▸ Stated problem
Leave out the pictures and copy each record below exactly.

▸ Material for this task
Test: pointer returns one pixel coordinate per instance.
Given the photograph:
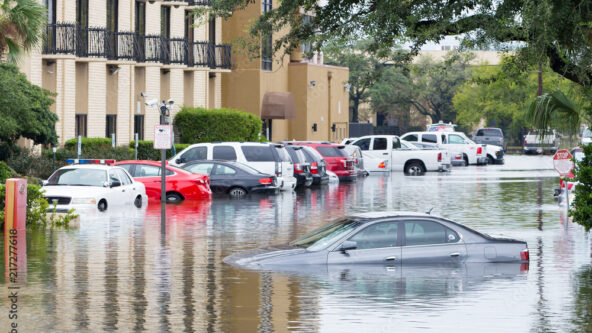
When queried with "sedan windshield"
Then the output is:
(324, 236)
(78, 177)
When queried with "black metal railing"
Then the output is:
(69, 38)
(121, 45)
(60, 38)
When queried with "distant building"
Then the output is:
(297, 98)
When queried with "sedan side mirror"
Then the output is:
(348, 245)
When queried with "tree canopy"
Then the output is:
(24, 109)
(553, 32)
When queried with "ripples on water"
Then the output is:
(116, 272)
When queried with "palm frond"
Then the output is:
(554, 110)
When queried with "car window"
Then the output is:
(125, 180)
(331, 151)
(258, 153)
(377, 236)
(202, 168)
(364, 144)
(127, 167)
(224, 153)
(223, 170)
(78, 176)
(195, 154)
(427, 232)
(284, 157)
(379, 144)
(430, 138)
(455, 139)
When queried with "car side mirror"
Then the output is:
(348, 245)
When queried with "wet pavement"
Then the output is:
(116, 271)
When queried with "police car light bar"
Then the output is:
(86, 161)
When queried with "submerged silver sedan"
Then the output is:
(387, 238)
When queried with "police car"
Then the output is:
(93, 184)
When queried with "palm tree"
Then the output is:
(22, 24)
(554, 110)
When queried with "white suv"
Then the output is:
(268, 158)
(456, 143)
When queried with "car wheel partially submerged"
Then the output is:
(237, 192)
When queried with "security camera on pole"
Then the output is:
(162, 141)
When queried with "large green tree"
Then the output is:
(365, 66)
(22, 24)
(554, 32)
(24, 109)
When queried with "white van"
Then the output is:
(270, 158)
(455, 142)
(389, 153)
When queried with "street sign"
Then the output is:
(162, 136)
(562, 162)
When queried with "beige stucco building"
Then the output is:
(100, 55)
(268, 86)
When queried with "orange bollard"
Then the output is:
(15, 237)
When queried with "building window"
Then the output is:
(139, 126)
(266, 42)
(80, 125)
(111, 127)
(165, 21)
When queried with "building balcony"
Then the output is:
(68, 38)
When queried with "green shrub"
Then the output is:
(146, 150)
(37, 209)
(196, 125)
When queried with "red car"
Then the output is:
(180, 184)
(337, 159)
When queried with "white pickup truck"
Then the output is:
(390, 153)
(456, 143)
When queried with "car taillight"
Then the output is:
(314, 167)
(266, 181)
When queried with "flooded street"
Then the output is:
(116, 272)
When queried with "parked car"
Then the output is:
(301, 166)
(233, 178)
(387, 239)
(318, 166)
(454, 142)
(490, 136)
(258, 155)
(336, 158)
(540, 142)
(180, 184)
(356, 154)
(91, 185)
(389, 153)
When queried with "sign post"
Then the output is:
(563, 164)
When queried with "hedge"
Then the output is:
(196, 125)
(147, 152)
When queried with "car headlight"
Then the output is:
(78, 201)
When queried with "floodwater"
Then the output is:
(117, 272)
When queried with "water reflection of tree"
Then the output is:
(582, 310)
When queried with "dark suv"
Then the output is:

▸ Solution to the exercise
Test: pointer returns one pixel coordinate per instance.
Given the photograph:
When queried with "sedan windshield"
Then the output is:
(324, 236)
(78, 177)
When queried with "black metal railing"
Then the output is:
(69, 38)
(121, 45)
(60, 38)
When queried with "distant building"
Then the output is:
(297, 98)
When queried with "sedan side mirror"
Then the output is:
(348, 245)
When queried with "tree canopy"
Then the output is:
(24, 109)
(553, 32)
When queried with "ripples on water"
Then the output is:
(116, 272)
When queried with "palm frond"
Then the output is:
(554, 110)
When queried with "car window"
Then the output is:
(125, 180)
(331, 151)
(258, 153)
(377, 236)
(202, 168)
(364, 144)
(127, 167)
(224, 153)
(223, 170)
(78, 176)
(195, 154)
(427, 232)
(284, 157)
(379, 144)
(430, 138)
(455, 139)
When queried with "car side mirror"
Then the output is:
(348, 245)
When queried with "wet pavement"
Then the output is:
(116, 271)
When queried with "police car light bar"
Then the output is:
(86, 161)
When queried with "submerged silver sedan"
Then the output is:
(387, 238)
When queried with "police car"
Then the output is:
(93, 184)
When queried with "palm tree"
Then the output is:
(22, 24)
(554, 110)
When queried with "white suv"
Then the output is:
(268, 158)
(456, 143)
When queried with "car wheel partially submerged"
Then the output is:
(237, 192)
When queried with "security camera on pole"
Then the output is:
(162, 141)
When queried with "large green tree"
Then the output is:
(365, 66)
(22, 24)
(554, 32)
(24, 109)
When queried with "white van"
Then the output is:
(270, 158)
(455, 142)
(389, 153)
When queried with "street sign"
Then the output is:
(162, 136)
(562, 162)
When queried with "beige stucco building"
Then the output is:
(100, 55)
(268, 86)
When queried with "orange bollard"
Then the output is:
(15, 237)
When queried with "building window"
Then the output is:
(139, 126)
(266, 42)
(80, 125)
(111, 127)
(165, 21)
When queried with "building balcony"
Then the output is:
(68, 38)
When queried with "green shrub"
Then the output is:
(146, 150)
(37, 209)
(196, 125)
When queried with "red car"
Then the output is:
(180, 184)
(337, 159)
When queried with "white pickup truck"
Then the output is:
(390, 153)
(456, 143)
When queried with "car taillight"
Then the output is:
(314, 167)
(266, 181)
When queried with "flooded street"
Then the output is:
(116, 272)
When queried with "parked car"
Then the output is:
(301, 166)
(233, 178)
(387, 239)
(318, 166)
(454, 142)
(490, 136)
(258, 155)
(336, 158)
(540, 142)
(180, 184)
(356, 154)
(91, 185)
(389, 153)
When queried with "sign post"
Then the output is:
(563, 164)
When queried with "hedge"
Then the output is:
(196, 125)
(147, 152)
When queried with "car headlight"
Then the output is:
(78, 201)
When queried with "floodwater"
Then the output is:
(117, 272)
When queried with "water reflection of tree"
Then the output is:
(582, 310)
When queried with "dark suv"
Then the output is:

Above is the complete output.